— start of RECORDS FOR THIS EXERCISE —

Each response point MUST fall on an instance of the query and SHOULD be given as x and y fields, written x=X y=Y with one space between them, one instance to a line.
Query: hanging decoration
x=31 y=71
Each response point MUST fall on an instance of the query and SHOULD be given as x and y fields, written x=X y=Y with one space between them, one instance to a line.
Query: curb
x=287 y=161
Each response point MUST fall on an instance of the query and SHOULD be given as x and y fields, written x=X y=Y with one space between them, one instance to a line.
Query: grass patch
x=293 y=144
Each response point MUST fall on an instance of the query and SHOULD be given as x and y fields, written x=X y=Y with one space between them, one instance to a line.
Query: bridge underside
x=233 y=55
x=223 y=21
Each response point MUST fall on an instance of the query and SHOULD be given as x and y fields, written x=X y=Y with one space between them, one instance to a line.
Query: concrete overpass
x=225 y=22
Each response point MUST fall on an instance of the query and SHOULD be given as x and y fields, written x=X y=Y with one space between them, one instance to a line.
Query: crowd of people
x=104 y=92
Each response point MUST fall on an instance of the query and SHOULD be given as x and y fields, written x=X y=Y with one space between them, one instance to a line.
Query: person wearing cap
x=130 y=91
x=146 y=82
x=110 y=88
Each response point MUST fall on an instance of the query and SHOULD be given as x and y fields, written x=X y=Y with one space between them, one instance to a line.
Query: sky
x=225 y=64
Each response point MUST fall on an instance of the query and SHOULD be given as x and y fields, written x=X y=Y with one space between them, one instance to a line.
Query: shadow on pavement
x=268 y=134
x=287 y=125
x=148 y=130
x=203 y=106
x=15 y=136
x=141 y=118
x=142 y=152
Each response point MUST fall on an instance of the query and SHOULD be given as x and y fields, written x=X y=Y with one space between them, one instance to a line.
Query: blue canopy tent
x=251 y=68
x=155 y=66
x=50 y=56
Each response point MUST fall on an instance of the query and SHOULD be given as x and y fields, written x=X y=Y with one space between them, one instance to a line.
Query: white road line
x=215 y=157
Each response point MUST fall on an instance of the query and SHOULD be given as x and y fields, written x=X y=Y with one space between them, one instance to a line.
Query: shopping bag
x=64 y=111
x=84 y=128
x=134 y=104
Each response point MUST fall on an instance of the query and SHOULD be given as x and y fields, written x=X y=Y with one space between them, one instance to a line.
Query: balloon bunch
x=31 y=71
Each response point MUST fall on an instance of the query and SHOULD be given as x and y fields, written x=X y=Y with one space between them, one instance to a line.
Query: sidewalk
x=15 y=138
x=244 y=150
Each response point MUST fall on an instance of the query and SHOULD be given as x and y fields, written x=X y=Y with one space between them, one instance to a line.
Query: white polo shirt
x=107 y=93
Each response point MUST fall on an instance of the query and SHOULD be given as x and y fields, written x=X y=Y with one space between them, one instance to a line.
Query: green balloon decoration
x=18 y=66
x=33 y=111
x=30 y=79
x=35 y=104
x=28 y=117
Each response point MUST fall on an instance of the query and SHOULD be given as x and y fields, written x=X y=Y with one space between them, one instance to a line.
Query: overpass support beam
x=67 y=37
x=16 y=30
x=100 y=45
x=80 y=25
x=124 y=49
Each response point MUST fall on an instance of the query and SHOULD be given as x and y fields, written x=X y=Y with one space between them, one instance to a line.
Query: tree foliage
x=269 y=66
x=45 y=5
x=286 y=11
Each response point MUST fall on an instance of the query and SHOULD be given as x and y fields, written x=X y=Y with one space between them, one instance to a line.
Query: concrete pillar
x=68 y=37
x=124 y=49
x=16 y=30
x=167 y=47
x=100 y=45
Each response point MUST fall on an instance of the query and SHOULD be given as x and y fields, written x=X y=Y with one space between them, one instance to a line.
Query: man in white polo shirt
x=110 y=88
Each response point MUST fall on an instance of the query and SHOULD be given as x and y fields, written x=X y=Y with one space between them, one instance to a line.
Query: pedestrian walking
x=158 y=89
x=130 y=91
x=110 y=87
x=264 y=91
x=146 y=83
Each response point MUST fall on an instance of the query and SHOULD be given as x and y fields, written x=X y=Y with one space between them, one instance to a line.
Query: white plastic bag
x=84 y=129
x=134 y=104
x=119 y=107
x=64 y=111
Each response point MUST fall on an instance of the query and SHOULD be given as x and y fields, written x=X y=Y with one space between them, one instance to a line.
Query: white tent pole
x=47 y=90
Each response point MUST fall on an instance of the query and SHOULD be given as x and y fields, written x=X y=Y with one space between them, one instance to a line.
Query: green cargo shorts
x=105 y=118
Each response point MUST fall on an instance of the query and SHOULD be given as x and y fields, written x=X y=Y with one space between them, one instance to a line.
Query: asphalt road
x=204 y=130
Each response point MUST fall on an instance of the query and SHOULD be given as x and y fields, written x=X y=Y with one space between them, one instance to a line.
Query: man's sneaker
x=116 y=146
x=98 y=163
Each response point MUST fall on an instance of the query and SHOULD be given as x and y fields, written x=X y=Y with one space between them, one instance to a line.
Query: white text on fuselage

— end of RECORDS FOR THIS EXERCISE —

▶ [EXERCISE REQUIREMENTS] Please count the lines of the records that contain the word "road" and give only the number.

▶ [WRITTEN REPLY] 2